(DOCUMENT PASSAGE):
· · · ·

I waste a lot of time worrying. I tend to expect the worst—even though “the worst” has only happened twice in my life, and once it wasn’t nearly as bad as it could have been. Sometimes my fear makes me a passenger rather than a participant; I let life carry me along, rather than acting upon it.
Sometimes my fear feels like my conjoined twin. It is so present—I am so deeply and inextricably aware of it—that fear feels like a part of my biology. It is a nefarious parasite burrowing in, draining me of my vitality, depleting the depth of my dreams, and punching holes into my hopes.
Sometimes my fear is a dense fog. I can’t see where I’m going, so I stop moving entirely. I don’t want to fail or fall, so I don’t proceed. Fear obscures everything before me. It blots out the sun and makes my world very dark indeed.
At my core, I’m a pessimistic and fearful person. It is easy for my imagination to spin its wheels exploring hypothetical travesties and worst-case scenarios. My thoughts often become a litany of worries—ranging from trivial to severe: What if I’m late for my flight/game/date/appointment? Will I find fulfilling work that pays? Will I loose control of my body (or have I already)? Will we have enough financially to live a comfortable life? How will I react when I start to go gray—no, really? What if my father looses the house? What if my grandmother is suffering more than she lets on? What if I fail at this? What if I succeed? What if I get hurt? What if I’m attacked or robbed? What if I never again see this or that loved one? What if I don’t like the food I just ordered? What if I’m not worrying about things I should be worrying about? What if I’m worrying too much?
Sometimes my fear is like a garment I can’t take off. It fuses to my skin. It is too heavy at all seasons, but I can’t remove it from my body. It envelops me completely. I know it should just be a matter of working a zipper or a few buttons, peeling it away, or stepping out of it, but I leave it on.

· · · ·

(ENTRIES SHOWN):

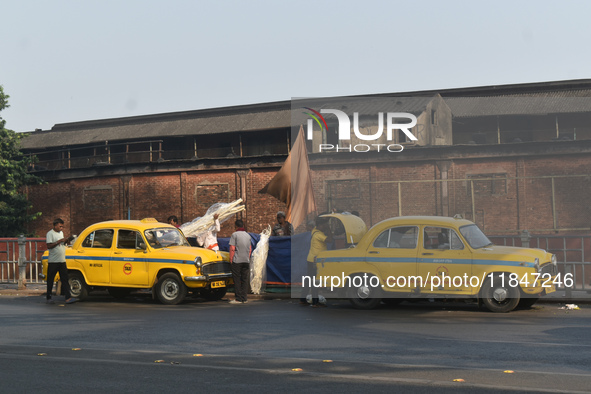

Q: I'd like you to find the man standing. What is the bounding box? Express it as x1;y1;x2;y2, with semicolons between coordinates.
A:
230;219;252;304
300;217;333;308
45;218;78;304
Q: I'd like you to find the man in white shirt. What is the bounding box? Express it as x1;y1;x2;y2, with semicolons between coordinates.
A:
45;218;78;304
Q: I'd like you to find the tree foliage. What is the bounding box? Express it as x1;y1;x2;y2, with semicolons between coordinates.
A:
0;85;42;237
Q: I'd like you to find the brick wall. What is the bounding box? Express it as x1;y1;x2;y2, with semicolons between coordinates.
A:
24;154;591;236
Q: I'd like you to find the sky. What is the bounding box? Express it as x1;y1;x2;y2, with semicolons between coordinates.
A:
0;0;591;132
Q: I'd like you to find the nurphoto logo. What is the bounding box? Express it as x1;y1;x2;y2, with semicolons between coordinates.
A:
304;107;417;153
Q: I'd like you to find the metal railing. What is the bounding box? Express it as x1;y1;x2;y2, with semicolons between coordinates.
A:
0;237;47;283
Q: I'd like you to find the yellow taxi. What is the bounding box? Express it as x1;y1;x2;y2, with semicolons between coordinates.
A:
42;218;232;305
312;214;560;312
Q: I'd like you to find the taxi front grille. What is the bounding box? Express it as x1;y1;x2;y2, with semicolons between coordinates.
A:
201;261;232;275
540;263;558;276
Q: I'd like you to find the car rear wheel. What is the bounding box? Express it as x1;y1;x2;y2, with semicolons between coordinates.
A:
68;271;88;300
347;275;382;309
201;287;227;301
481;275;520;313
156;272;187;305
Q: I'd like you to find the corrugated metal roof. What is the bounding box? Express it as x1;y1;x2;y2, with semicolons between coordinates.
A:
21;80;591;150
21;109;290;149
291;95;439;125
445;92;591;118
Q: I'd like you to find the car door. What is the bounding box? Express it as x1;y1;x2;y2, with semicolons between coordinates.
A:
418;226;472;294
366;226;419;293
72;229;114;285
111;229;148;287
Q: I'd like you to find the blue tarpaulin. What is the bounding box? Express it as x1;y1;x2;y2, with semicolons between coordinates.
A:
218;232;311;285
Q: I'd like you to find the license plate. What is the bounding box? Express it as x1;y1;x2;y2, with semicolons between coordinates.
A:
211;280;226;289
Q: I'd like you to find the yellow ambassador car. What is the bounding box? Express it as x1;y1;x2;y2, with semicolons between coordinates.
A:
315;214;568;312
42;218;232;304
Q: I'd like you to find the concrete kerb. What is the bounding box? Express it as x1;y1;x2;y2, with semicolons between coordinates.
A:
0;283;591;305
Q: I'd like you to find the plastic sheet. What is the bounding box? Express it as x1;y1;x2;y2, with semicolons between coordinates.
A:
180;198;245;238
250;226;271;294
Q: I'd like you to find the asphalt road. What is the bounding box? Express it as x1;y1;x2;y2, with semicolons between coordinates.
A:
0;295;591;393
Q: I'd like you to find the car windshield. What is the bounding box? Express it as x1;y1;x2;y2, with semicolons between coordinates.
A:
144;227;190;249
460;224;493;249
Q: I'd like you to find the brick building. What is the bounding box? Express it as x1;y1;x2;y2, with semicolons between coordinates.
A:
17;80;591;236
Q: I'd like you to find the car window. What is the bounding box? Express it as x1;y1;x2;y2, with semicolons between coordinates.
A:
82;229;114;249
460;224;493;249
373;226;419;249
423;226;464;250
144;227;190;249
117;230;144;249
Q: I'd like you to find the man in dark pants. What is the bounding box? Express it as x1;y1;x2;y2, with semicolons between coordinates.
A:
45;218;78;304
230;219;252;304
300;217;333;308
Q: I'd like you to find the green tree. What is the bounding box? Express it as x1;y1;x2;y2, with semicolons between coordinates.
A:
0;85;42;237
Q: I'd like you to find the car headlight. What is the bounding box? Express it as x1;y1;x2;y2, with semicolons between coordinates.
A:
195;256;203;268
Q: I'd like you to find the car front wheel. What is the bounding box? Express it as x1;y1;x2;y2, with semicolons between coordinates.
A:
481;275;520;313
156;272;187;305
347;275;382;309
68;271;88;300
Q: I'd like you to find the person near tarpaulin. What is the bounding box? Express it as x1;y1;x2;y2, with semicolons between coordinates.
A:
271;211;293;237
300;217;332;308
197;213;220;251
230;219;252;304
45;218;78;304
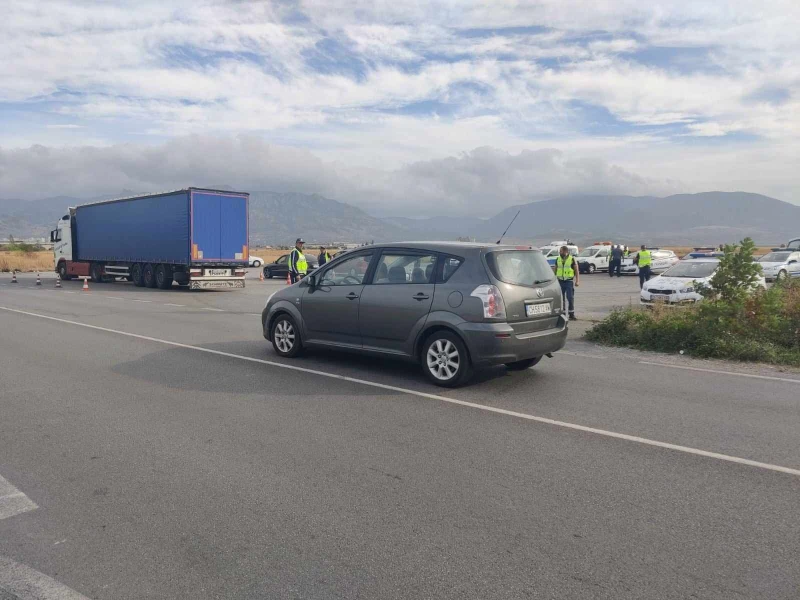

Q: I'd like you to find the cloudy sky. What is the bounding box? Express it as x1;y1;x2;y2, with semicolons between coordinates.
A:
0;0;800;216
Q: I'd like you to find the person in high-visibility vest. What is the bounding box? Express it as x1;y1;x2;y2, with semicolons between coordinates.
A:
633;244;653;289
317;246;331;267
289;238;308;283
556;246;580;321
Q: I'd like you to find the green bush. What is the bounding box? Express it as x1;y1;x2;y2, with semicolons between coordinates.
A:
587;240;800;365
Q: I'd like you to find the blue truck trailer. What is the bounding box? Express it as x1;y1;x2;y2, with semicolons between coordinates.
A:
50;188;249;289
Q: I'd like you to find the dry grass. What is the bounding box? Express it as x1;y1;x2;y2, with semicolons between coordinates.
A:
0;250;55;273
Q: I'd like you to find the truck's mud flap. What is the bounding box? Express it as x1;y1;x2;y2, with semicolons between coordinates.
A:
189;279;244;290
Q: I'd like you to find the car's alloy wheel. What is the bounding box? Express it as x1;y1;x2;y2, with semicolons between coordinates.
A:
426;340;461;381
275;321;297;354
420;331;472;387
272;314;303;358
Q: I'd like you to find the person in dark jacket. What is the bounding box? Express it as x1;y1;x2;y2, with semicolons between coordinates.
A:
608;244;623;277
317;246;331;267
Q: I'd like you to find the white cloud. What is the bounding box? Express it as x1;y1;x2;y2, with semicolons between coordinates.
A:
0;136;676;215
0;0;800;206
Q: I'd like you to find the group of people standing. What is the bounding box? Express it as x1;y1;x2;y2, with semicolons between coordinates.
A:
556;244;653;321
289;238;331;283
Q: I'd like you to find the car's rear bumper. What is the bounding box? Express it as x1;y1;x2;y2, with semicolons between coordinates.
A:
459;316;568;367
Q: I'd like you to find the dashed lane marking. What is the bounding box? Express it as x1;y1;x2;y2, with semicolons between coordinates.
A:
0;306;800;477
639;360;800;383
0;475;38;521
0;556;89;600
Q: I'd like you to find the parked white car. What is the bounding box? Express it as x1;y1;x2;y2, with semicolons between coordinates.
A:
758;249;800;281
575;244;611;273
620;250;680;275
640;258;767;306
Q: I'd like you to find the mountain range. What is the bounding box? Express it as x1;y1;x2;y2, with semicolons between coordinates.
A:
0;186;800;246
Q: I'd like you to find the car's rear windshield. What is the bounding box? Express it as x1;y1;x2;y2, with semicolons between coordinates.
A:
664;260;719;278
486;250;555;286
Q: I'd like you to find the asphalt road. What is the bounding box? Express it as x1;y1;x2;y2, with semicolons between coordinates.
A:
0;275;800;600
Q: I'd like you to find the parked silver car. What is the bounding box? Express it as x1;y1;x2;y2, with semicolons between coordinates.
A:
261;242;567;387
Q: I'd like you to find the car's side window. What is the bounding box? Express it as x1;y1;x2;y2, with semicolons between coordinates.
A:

· · · ·

(PROBLEMS AND TASKS):
- a) List every thing that the essay on fear compares the writer's fear to.
- b) According to the essay on fear, how many times has "the worst" happened in the writer's life?
- c) Extend the essay on fear by writing what comes next after its final sentence.

(ANSWERS GIVEN):
- a) A conjoined twin, a nefarious parasite, a dense fog, and a garment that can't be taken off.

- b) Twice.

- c)
I easily muster hope for other people: I’m confident he’ll recover. I’m sure she’ll find a job. I don’t doubt for a minute that their marriage will work out. But when it comes to myself, I too often turn to the negative. I treat fear like it can protect me. It’s never proven itself to be a reliable guardian, yet too often I find myself holding fear’s hand before crossing the street.
Fear is a poison I take too often—swallowing it whole like a daily vitamin. It pretends to be the antidote, but it is the venom. It ravages my system. It courses through my blood all prickly. It launches a hostile takeover of my body—implanting itself in every vulnerable place.
I want hope to come more easily. It makes for a much better dwelling. I want to dismiss worry like an unfounded rumor. I want to keep my fears as small as possible. I would like to be so full of optimism that fear can find no foothold. So much of fear is hypothetical. It dissipates upon closer examination. Fear is so often an illusion—an imaginary foe. I want to release myself from fear’s hold on me. And if I’m holding onto fear, I want to let it go.